> _Task goal_: Return each line in the records that contains the word "skin". Case counts.

=== Records for the task ===

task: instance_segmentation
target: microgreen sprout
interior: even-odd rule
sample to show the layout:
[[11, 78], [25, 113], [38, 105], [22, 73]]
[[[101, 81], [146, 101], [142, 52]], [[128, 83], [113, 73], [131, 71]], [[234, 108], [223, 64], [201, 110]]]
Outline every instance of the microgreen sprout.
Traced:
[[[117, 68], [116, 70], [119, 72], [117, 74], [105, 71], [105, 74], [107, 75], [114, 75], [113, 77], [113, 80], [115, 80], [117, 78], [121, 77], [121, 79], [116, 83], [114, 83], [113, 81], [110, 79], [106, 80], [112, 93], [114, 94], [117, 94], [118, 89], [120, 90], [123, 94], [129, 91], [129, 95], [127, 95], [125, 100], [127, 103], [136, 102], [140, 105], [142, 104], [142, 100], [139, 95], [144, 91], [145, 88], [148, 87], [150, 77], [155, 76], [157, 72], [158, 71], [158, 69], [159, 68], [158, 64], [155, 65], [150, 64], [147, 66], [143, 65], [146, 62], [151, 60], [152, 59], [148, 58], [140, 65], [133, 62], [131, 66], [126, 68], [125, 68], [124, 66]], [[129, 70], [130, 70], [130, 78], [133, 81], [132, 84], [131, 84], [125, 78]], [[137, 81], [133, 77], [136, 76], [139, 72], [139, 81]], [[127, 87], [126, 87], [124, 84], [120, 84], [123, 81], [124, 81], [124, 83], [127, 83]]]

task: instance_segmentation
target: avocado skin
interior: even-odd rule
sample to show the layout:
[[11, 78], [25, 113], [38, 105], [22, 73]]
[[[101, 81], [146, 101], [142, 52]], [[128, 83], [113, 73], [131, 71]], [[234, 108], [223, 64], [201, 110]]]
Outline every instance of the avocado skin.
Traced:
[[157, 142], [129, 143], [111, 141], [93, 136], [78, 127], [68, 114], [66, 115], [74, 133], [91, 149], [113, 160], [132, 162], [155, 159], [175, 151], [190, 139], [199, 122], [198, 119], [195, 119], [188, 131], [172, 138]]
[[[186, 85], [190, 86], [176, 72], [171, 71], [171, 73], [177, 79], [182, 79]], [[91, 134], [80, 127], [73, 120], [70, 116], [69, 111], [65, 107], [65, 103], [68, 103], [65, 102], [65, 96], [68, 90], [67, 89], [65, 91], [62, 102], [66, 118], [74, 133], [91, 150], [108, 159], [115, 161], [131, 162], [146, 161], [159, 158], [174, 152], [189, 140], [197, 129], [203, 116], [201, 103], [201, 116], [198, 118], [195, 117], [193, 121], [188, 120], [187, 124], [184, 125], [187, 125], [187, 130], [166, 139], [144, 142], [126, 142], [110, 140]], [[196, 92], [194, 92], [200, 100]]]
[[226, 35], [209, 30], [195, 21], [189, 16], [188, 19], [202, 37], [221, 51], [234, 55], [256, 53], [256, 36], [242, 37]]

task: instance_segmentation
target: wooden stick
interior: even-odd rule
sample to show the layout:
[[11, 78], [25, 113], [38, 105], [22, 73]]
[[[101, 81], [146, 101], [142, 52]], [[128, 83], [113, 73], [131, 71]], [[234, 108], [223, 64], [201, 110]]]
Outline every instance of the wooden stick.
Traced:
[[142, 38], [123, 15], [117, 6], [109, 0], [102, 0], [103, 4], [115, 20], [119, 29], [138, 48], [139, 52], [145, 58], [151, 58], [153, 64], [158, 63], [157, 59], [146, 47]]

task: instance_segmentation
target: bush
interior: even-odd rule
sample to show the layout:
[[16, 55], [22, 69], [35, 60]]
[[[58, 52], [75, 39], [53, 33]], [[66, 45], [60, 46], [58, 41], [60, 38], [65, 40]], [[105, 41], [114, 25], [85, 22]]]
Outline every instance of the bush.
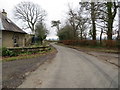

===

> _Exercise result_:
target: avocado skin
Outline every instance of the avocado skin.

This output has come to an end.